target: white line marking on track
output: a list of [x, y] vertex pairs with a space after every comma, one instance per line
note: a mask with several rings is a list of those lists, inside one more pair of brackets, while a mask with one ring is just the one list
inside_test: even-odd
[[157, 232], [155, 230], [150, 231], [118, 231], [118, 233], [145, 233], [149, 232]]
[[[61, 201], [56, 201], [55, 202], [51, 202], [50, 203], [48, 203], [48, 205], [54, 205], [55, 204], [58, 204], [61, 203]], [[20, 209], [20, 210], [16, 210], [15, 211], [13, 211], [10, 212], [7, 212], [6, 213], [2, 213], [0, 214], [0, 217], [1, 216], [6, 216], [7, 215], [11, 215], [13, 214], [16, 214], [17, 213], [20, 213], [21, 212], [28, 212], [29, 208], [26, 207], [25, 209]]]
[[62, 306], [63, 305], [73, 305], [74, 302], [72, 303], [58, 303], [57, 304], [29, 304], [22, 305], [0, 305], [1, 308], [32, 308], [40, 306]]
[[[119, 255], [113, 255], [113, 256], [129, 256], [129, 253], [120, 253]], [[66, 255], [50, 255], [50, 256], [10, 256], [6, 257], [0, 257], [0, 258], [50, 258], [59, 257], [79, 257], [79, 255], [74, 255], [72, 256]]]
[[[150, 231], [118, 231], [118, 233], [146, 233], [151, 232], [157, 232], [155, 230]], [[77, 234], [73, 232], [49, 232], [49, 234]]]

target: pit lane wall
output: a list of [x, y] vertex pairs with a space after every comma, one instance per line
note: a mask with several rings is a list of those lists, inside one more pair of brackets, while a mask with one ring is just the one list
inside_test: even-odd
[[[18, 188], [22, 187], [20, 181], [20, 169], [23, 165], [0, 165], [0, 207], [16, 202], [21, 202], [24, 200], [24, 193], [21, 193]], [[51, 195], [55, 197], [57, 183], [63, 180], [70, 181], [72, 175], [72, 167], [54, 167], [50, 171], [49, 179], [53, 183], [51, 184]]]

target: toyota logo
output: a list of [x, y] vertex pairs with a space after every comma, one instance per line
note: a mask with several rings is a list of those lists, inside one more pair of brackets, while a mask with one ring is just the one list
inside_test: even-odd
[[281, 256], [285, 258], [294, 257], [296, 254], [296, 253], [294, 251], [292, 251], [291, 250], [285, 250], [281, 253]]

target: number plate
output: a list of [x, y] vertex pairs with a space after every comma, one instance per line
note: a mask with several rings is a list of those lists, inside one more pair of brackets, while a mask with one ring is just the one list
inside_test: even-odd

★ ★ ★ ★ ★ ★ ★

**Task directions**
Reproduce the listing above with every occurrence of "vertex pairs" replaced by "coordinate pairs", keeping everything else unchanged.

**Reply to the exercise**
target: white line marking on track
output: a list of [x, y] coordinate pairs with a space after every comma, one instance per line
note: a mask with several rings is a list of those lists, inside one more pair of brackets, while a mask with one ring is just the one list
inside_test: even-odd
[[157, 232], [155, 230], [150, 231], [118, 231], [118, 233], [145, 233], [149, 232]]
[[[61, 201], [56, 201], [55, 202], [51, 202], [50, 203], [48, 203], [48, 205], [54, 205], [55, 204], [58, 204], [61, 203]], [[20, 209], [20, 210], [16, 210], [15, 211], [13, 211], [10, 212], [7, 212], [6, 213], [2, 213], [0, 214], [0, 217], [1, 216], [6, 216], [7, 215], [11, 215], [13, 214], [16, 214], [17, 213], [20, 213], [21, 212], [28, 212], [29, 208], [26, 207], [25, 209]]]
[[62, 306], [63, 305], [73, 305], [74, 302], [72, 303], [58, 303], [57, 304], [29, 304], [22, 305], [0, 305], [1, 308], [32, 308], [40, 306]]
[[[119, 255], [113, 255], [113, 256], [129, 256], [129, 253], [120, 253]], [[66, 255], [50, 255], [50, 256], [10, 256], [6, 257], [0, 257], [0, 258], [50, 258], [59, 257], [79, 257], [79, 255], [74, 255], [72, 256]]]
[[[150, 231], [118, 231], [118, 233], [146, 233], [151, 232], [157, 232], [155, 230]], [[77, 234], [73, 232], [49, 232], [49, 234]]]

target: pit lane wall
output: a list of [x, y] coordinate pairs with a space after every comma, one instance per line
note: a mask with several rings is a list of those lists, inside one more pair of brackets, while a mask with one ring is just the one list
inside_test: even-odd
[[[18, 188], [22, 187], [20, 181], [20, 169], [23, 165], [0, 165], [0, 207], [16, 202], [21, 202], [24, 200], [24, 193], [21, 193]], [[51, 195], [55, 197], [57, 183], [63, 180], [70, 181], [72, 175], [72, 167], [54, 167], [50, 171], [49, 179], [53, 183], [51, 184]]]

target: toyota logo
output: a list of [x, y] coordinate pairs with a space after every comma, one instance per line
note: a mask with several rings is a list of those lists, inside one more pair of brackets, while a mask with one ring is just the one list
inside_test: even-odd
[[281, 256], [285, 258], [294, 257], [296, 254], [296, 253], [294, 251], [292, 251], [291, 250], [285, 250], [281, 253]]

target: number plate
output: a list of [x, y] coordinate pairs with a space after every comma, one instance per line
note: a mask with several rings is a list of those lists, inside one more pair of brackets, while a mask with one ring is just the one list
inside_test: even-odd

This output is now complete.